→ **Document**
START

Of Perry and Poetry

by Bill Gibron

4 November 2010

For Colored Girls is strikingly different. It is obtuse, off-kilter, undeniably arresting and performed with a kind of acting gusto unseen in recent films. Everyone here is terrific, teary-eyed and true to the measure of Shange's words.
cover art

For Colored Girls

Director: Tyler Perry
Cast: Janet Jackson, Loretta Devine, Kimberly Elise, Thandie Newton, Whoopi Goldberg, Anika Noni Rose, Kerry Washington, Tessa Thompson, Phylicia Rashad

US theatrical: 5 Nov 2010 (General release)
UK theatrical: 5 Nov 2010 (General release)

For a filmmaker who never catches a decent mainstream break, Tyler Perry is about to up the ante. No, he’s not taking his often derided quasi-Christian drag acts to new obnoxious heights (though those who’ve seen his recent stage play Madea’s Big Happy Family may argue otherwise). Instead, he’s tackling one his constituency’s most sacred of literary sources - Ntozake Shange’s award-winning “choreopoem” For Colored Girls Who Have Considered Suicide When the Rainbow is Enuf. It’s a mighty task indeed - the play is not really a narrative, but a series of slam style poetic readings meant to identify, if not wholly characterize, the black female experience in America. There are no plot points or individual moments of motivation, just beautiful, beautiful words.

END

→ **Required task 1**
Retype the passage of the For Colored Girls review starting at "For Colored Girls is" and ending at "US theatrical: 5 Nov 2010 (General release)".
→ **Required task 2**
Summarize the For Colored Girls review in two sentences.
→ **Required task 3**
Carry on the For Colored Girls review from its last sentence.
The records have no connection to the For Colored Girls review.

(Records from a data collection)

START

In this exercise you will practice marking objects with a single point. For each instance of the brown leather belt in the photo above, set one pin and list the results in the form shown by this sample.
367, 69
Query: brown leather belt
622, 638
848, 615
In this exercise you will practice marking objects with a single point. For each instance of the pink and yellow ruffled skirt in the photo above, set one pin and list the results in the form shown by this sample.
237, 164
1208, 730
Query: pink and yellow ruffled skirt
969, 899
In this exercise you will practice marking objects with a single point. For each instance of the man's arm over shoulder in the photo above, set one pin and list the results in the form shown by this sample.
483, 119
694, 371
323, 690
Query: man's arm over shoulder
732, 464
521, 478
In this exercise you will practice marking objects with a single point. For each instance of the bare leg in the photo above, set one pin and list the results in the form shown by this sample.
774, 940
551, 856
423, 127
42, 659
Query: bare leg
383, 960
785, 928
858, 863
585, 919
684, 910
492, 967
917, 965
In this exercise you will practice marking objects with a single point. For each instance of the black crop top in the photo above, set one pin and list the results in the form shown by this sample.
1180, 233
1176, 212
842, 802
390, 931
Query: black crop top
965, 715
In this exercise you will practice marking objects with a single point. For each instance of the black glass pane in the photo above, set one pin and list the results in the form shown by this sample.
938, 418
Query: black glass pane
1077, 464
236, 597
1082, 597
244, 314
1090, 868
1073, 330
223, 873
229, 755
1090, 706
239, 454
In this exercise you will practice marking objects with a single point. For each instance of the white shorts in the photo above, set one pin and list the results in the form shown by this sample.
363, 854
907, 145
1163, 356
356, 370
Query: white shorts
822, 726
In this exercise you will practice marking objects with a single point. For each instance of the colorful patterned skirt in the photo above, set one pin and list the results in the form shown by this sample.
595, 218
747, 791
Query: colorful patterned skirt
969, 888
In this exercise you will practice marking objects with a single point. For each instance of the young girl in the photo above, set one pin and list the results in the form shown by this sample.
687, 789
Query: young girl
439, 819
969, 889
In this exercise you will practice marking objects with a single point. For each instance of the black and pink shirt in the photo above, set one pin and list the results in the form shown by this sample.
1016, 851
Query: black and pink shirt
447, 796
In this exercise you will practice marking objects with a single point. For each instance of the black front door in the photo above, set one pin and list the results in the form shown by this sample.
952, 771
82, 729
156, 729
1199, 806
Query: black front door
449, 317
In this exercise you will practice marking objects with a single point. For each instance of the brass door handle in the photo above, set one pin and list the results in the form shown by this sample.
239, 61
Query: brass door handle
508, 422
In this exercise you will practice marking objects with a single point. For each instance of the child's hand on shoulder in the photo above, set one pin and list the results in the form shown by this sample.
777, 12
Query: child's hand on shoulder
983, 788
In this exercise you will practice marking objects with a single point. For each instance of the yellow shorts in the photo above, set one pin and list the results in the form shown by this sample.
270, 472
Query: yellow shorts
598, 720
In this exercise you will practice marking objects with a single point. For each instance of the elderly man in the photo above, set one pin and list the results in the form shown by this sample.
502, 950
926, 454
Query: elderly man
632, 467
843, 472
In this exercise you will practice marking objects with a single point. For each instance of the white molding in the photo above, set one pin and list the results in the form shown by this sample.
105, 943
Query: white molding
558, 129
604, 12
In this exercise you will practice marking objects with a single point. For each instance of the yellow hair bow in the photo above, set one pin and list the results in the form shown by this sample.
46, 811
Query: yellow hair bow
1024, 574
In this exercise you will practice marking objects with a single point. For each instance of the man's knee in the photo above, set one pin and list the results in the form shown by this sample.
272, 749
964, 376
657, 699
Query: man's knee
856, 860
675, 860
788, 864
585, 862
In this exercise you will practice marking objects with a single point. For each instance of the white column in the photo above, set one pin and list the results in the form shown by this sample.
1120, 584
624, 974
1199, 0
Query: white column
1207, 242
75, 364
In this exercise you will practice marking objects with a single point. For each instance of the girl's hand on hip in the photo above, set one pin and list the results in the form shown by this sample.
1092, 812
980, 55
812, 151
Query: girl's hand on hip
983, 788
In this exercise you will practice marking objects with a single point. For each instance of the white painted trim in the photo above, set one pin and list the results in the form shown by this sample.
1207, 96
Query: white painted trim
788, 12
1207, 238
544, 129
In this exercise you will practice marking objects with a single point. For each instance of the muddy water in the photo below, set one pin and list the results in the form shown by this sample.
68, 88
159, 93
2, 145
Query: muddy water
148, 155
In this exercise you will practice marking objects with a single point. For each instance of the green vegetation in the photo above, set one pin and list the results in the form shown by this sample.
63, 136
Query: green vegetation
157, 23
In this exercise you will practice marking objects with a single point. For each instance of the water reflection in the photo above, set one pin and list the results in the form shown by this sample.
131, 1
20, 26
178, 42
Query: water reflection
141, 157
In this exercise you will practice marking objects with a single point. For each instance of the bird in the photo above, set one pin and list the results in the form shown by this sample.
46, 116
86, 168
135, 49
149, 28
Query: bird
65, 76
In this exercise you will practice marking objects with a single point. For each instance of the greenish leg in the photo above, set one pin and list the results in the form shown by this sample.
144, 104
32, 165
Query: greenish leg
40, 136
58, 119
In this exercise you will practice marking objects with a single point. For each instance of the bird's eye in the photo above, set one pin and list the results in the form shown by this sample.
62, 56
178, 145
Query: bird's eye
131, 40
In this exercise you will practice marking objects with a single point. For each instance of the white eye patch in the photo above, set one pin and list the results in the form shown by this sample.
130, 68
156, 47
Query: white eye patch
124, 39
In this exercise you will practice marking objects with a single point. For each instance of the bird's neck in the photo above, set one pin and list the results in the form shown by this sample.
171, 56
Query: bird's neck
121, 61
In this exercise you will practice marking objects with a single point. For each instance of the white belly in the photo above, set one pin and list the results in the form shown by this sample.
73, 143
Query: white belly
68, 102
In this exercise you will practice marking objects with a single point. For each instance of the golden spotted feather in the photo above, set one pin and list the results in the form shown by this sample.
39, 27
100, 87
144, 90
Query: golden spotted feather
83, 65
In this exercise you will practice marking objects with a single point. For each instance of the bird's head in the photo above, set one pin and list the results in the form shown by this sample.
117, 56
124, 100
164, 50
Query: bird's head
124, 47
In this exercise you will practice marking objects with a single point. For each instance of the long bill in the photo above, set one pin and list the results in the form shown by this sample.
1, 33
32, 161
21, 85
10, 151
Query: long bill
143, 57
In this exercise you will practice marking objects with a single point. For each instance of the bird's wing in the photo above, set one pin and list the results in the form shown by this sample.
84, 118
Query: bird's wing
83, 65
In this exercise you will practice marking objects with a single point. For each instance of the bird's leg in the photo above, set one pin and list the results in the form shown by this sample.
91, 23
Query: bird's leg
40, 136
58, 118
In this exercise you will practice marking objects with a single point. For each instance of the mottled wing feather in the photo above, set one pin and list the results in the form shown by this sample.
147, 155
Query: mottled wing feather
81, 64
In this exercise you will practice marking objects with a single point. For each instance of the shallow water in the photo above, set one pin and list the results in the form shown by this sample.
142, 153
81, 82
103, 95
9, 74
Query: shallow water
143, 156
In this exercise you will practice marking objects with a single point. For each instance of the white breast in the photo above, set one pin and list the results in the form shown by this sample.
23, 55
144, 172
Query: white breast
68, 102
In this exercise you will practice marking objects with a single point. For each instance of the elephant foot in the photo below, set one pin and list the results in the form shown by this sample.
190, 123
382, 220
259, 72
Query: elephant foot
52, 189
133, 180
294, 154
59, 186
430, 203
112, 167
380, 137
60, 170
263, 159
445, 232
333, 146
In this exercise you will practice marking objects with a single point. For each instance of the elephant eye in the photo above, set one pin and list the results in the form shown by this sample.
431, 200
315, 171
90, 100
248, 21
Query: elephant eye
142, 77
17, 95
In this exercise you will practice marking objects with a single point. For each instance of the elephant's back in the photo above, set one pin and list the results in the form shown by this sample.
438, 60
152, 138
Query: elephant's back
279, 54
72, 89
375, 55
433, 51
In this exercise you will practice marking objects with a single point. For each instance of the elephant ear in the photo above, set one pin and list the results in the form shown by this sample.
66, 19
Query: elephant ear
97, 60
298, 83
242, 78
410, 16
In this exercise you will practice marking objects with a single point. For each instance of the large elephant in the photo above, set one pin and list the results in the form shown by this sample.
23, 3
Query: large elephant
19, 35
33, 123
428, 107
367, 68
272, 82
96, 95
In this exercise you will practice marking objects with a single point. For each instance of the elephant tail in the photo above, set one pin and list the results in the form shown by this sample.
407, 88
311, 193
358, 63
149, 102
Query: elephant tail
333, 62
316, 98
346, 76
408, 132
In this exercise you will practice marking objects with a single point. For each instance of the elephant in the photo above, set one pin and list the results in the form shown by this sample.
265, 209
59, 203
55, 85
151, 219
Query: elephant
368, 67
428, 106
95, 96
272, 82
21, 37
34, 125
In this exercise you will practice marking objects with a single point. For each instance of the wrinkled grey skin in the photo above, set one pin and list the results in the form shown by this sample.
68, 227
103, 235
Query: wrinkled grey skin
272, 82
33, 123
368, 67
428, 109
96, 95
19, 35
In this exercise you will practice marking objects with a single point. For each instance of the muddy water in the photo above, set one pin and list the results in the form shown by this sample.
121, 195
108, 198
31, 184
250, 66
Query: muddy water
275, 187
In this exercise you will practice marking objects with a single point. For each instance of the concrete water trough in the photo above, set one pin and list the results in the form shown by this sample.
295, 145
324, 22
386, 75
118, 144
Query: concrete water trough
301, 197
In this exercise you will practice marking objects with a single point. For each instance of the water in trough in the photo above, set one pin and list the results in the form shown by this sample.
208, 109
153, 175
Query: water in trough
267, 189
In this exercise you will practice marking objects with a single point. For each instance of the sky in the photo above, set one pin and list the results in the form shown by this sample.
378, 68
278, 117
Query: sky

END

→ **Expected answer 1**
For Colored Girls is strikingly different. It is obtuse, off-kilter, undeniably arresting and performed with a kind of acting gusto unseen in recent films. Everyone here is terrific, teary-eyed and true to the measure of Shange's words.
cover art

For Colored Girls

Director: Tyler Perry
Cast: Janet Jackson, Loretta Devine, Kimberly Elise, Thandie Newton, Whoopi Goldberg, Anika Noni Rose, Kerry Washington, Tessa Thompson, Phylicia Rashad

US theatrical: 5 Nov 2010 (General release)

→ **Expected answer 2**
The review calls Tyler Perry's For Colored Girls strikingly different, obtuse, off-kilter and undeniably arresting, with a terrific cast that stays true to Shange's words. Perry is adapting Ntozake Shange's award-winning choreopoem, which has no plot points but is a series of slam-style poetic readings meant to identify the black female experience in America.

→ **Expected answer 3**
For her part, Shange has taken the truths that every African America knows by rote and retools them into a series of sensational, emotional monologues. Like passages in the books Song of Solomon and Beloved by Nobel Prize winner Toni Morrison, Colored Girls uses the lyrical nature of verse to clarify and condemn the many lingering stereotypes in the minority community. Shange’s sensational poems focus on abuse, abortion, sexuality, freedom, equality, prejudice, rape, murder, and perhaps the most telling of all, the gender imbalance between the sexes. Even with Perry’s storyline additions - more on this in a moment - Colored Girls confirms that in a pathetically paternalistic world, nothing is worse (or more wondrous) than being a woman.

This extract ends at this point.